To detect secreted WFDC2 proteins, transfected cells were incubated in a serum-free medium for 24 h. Culture media were collected and concentrated using Amicon Ultra-4 filters (Millipore, Burlington, MA, USA). The concentrated media was directly heated with 2x SDS sample buffer with DTT and subjected to SDS-PAGE.
The following primary and secondary antibodies were used: anti-HIS (#2365, Cell Signaling Technologies, Danvers, MA, USA; 1:1000 dilution), anti-ALDOA (#sc-390733, Santa Cruz Biotechnology, Santa Cruz, TX, USA; 1:000 dilution), HRP Anti-beta Actin antibody (#ab20272, Abcam, Cambridge, UK; 1:2000 dilution), goat anti-rabbit IgG polyclonal antibody (HRP conjugate) (#ADI-SAB-300-J, Farmingdale, Enzo Life Sciences, NY, USA), and goat anti-mouse IgG F(ab’)2 polyclonal antibody (HRP conjugate) (#ADI-SAB-100-J; Enzo Life Sciences; 1:1000 dilution).

(Records from a collection)
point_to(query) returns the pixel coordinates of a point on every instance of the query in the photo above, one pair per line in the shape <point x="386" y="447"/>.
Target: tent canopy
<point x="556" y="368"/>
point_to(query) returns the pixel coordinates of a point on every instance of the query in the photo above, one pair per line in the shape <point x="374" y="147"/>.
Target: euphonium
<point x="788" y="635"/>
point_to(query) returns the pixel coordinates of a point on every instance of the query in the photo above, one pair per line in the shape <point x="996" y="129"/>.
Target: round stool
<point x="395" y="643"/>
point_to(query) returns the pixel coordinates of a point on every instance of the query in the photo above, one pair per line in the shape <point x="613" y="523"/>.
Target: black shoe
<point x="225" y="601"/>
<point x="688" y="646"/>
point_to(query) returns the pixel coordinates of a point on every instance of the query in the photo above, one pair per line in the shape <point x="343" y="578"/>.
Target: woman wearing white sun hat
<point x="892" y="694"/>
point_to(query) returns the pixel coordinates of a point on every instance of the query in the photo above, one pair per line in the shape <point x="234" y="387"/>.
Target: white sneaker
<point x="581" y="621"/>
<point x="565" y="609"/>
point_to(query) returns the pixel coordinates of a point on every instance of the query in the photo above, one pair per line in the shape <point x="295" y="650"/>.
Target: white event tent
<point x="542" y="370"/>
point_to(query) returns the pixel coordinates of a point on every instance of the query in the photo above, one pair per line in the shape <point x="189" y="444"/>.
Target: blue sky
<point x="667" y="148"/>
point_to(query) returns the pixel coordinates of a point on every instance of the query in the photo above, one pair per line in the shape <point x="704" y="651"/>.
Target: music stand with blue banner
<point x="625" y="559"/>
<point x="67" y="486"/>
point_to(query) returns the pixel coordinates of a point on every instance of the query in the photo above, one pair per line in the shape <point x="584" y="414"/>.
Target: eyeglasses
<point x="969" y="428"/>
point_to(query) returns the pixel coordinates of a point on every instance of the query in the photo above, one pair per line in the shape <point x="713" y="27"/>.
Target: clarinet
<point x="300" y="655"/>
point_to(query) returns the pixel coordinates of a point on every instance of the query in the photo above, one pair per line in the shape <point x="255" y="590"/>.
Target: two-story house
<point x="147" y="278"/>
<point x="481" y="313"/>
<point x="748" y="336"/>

### Required tasks
• A. In the methods excerpt, what was used to concentrate the collected culture media?
• B. According to the methods excerpt, why were transfected cells incubated in a serum-free medium for 24 h and their culture media then collected?
The records have nothing to do with this.

### Response list
• A. Amicon Ultra-4 filters from Millipore.

• B. The purpose was to detect secreted WFDC2 proteins. The collected media were concentrated, heated with 2x SDS sample buffer with DTT, and run on SDS-PAGE.